→ Selected excerpt:
===

Although I had lived in New Mexico for a few years when I was younger, I had never visited the tourist attractions. We were going to fix that oversight on this trip.
I promised Dan three things as he booked our flights:
- He would eat the most amazing and unique cuisine the U.S. has to offer,
- He would need an extra memory card for his camera, and
- We would freeze our buns off.
What makes Santa Fe unique
New Mexico has all the sun and blue sky you could want, but its capital sits at an elevation of 7200 feet above sea level. Santa Fe can get blistering hot in the summer and bitterly cold in the winter at that altitude—and we would be there in January. That's the bad part.
The good part is that once you're properly dressed, you can move beyond all that mundane stuff and really appreciate where you are.
As we landed, I realized that I had forgotten how gorgeous New Mexico is. It really is the Land of Enchantment! Nowhere else on earth will you find this special blend of Native American-Spanish-Mexican-Anglo culture. You can see it in its wood pole-and-adobe buildings, hear it in Native American chants, and taste it in the fiery red and green New Mexican chile sauces.
New Mexico fires up all your senses.
That said, even in this enchanting state, Santa Fe deserves its moniker “the City Different.” It's the country's oldest state capital for one thing. For another, it is an intriguing, laid-back city where world class artists live side-by-side with New Age millennials and Mexican-Americans share the streets with Native Americans.
Okay, I'll confess that it was hard to create a one day itinerary because there are so many things that you can do in and around Santa Fe. Ultimately, I think we managed to fit in some of the best attractions Santa Fe had to offer, but everyone has different priorities. Please share your thoughts and travel tips in the comments section below, so we can all benefit.
Plan your own Santa Fe visit
Before we give you our take, we’ve collected some of the most helpful advice for you here. If you know of a resource we’ve missed, comment below and we’ll add it.
- TOURISM Santa Fe is your best source for all the city has to offer. Download their free visitor guide here.
- A Culture Pass, which gains you admission to many New Mexico Museums and historic sites throughout the state.
- Wondering what to do in Santa Fe this weekend? Check the Santa Fe calendar for upcoming events.
- Transportation: This website shows how to get anywhere by plane, train, bus, ferry, and car.
Getting around Santa Fe
Santa Fe Trail buses run 7 days a week and cost adults only $1 each way. The most current information about routes and schedules can be found at the Santa Fe Trails Website or by calling (505) 955-2001.
Our one day Santa Fe itinerary
Santa Fe Plaza
We planned our itinerary to begin at Santa Fe Plaza, a national historic landmark. This public square is easily the heart of the historic district and all the old streets fan out from there. Translated into tourist-speak, that means that many of the top things to see in Santa Fe are within walking distance.
Santa Fe is over 400 years old and, like other Spanish-American colonial cities, its main plaza was once the city’s gathering point. I could almost picture the first Spanish settlers arriving in 1610, or see horse-drawn buggies pulling up to load supplies for the Santa Fe Trail.
These days cars have replaced horses and Santa Fe Plaza sports trees, a bandstand, and an American Indian War Memorial. However, it remains a popular local hangout. Even on a frigid morning like this one, people were sitting on the park benches. I admire their fortitude.
Tip: The plaza has limited on-street parking. Your best bet is to park your car in a garage or public lot and walk from there. We parked at a lot on Water Street.

===

→ Supplied data:
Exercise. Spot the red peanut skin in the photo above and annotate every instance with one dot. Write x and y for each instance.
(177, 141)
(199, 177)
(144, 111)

===

→ Problems to solve:
**a)** In the Santa Fe travel piece, what elevation above sea level is given for the capital?
**b)** Please print the part of the Santa Fe travel piece starting with "- Wondering what" and going on through "calling (505) 955-2001.".

→ Written answers:
**a)** 7200 feet

**b)**
- Wondering what to do in Santa Fe this weekend? Check the Santa Fe calendar for upcoming events.
- Transportation: This website shows how to get anywhere by plane, train, bus, ferry, and car.
Getting around Santa Fe
Santa Fe Trail buses run 7 days a week and cost adults only $1 each way. The most current information about routes and schedules can be found at the Santa Fe Trails Website or by calling (505) 955-2001.